- **Instruction**: Extract every line of the listing below that contains the string "brim". Treat the match as case-sensitive.

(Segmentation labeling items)
↓

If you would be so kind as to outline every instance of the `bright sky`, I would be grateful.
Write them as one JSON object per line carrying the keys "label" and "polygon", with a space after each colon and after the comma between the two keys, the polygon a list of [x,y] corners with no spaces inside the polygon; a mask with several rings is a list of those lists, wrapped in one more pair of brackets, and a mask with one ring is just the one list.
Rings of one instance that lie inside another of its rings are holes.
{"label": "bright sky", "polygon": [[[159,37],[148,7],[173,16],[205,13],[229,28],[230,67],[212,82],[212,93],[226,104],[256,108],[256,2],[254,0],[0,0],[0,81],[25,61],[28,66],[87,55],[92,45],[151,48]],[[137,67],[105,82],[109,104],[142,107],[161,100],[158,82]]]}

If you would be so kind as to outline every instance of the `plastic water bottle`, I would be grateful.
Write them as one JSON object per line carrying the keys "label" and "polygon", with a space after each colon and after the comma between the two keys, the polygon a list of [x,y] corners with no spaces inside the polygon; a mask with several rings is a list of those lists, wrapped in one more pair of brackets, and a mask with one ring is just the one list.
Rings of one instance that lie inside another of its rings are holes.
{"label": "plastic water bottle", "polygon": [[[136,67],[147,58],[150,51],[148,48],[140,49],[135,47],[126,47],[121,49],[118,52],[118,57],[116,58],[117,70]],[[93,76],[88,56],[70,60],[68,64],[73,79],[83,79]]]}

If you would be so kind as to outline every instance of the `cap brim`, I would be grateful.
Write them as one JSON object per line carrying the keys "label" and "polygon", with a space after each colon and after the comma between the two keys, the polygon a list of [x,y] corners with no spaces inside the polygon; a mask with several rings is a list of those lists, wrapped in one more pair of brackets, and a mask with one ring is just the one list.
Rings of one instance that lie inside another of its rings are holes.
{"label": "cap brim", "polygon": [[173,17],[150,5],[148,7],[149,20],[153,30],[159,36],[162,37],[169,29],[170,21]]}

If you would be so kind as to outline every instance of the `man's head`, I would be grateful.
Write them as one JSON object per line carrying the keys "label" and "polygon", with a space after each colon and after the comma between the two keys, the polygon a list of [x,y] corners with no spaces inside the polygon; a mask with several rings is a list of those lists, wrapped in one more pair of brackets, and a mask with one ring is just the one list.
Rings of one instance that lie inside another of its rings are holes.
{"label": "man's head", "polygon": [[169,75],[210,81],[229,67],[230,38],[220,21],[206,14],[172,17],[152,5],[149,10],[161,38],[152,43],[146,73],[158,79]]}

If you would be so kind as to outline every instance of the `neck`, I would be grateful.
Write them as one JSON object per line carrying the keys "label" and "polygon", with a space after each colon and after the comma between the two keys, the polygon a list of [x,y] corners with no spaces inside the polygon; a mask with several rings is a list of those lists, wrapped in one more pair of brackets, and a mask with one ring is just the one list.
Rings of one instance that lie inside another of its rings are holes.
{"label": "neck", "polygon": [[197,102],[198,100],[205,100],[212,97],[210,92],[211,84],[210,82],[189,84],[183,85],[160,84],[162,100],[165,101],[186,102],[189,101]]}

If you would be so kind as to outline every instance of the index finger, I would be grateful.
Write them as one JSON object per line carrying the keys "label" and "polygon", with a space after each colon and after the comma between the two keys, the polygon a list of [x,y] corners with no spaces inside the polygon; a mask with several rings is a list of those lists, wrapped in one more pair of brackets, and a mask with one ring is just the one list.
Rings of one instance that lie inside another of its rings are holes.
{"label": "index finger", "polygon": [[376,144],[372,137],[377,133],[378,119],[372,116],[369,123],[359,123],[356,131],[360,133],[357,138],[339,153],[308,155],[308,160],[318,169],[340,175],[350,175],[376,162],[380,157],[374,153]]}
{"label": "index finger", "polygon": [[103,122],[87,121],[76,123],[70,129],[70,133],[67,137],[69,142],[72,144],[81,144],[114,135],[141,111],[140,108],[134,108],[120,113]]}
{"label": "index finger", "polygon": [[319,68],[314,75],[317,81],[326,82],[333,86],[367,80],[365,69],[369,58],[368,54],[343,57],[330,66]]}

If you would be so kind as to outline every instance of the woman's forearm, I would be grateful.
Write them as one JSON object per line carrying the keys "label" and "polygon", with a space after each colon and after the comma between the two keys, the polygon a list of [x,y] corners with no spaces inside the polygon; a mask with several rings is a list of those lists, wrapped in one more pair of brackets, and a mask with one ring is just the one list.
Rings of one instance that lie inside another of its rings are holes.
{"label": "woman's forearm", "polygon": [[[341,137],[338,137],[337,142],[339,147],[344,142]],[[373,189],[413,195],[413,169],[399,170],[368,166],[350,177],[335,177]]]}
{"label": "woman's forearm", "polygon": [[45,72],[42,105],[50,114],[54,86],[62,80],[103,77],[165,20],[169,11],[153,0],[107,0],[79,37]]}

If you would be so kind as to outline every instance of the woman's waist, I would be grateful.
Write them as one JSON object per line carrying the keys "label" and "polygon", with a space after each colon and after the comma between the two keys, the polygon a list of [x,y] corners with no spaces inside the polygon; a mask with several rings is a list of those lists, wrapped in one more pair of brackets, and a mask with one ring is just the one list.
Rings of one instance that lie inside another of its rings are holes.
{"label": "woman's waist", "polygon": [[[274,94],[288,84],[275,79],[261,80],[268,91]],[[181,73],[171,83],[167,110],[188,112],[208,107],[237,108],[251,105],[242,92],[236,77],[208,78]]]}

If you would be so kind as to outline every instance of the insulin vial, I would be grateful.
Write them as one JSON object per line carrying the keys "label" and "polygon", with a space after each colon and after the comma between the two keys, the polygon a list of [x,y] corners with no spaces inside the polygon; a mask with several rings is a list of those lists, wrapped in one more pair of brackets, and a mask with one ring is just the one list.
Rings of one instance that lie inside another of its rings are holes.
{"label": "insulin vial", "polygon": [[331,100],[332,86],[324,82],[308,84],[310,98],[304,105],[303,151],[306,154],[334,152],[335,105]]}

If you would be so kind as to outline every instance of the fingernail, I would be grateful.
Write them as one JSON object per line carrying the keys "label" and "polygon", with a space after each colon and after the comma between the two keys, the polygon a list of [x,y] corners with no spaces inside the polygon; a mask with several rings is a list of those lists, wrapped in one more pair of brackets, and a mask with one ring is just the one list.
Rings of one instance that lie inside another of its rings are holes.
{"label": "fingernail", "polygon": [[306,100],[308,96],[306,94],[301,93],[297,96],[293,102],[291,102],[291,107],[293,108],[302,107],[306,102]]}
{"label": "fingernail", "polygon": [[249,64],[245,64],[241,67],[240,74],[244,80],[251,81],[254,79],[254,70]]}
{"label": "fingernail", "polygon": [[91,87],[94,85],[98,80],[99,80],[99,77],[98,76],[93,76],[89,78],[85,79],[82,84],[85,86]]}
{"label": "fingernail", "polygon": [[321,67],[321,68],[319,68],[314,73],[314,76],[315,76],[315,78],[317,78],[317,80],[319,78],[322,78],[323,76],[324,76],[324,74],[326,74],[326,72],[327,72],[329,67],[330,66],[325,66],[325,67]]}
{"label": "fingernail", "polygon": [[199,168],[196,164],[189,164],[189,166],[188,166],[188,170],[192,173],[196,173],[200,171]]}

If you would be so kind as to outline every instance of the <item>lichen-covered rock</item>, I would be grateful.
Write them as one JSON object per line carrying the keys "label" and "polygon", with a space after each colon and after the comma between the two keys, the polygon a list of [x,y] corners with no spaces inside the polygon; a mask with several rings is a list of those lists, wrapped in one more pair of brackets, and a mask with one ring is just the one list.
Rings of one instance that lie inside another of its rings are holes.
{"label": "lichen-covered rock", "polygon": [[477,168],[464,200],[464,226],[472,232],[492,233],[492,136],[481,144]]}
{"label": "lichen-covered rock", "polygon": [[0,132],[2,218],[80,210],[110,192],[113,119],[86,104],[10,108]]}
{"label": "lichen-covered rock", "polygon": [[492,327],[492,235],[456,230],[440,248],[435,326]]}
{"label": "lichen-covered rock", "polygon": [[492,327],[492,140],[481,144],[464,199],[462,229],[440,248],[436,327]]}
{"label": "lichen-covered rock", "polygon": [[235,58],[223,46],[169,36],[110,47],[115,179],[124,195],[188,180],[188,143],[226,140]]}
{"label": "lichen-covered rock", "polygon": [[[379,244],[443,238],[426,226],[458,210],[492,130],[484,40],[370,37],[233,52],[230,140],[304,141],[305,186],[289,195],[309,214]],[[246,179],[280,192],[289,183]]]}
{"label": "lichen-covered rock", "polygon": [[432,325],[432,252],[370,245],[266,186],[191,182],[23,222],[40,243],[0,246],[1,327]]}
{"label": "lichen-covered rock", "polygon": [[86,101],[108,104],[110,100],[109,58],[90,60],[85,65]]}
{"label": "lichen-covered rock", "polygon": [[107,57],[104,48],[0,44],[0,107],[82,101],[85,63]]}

↑

- **Response below**:
If you would be so kind as to outline every instance of the `cap brim`, I would be grateful.
{"label": "cap brim", "polygon": [[173,17],[150,5],[148,7],[149,20],[153,30],[159,36],[162,37],[169,29],[170,21]]}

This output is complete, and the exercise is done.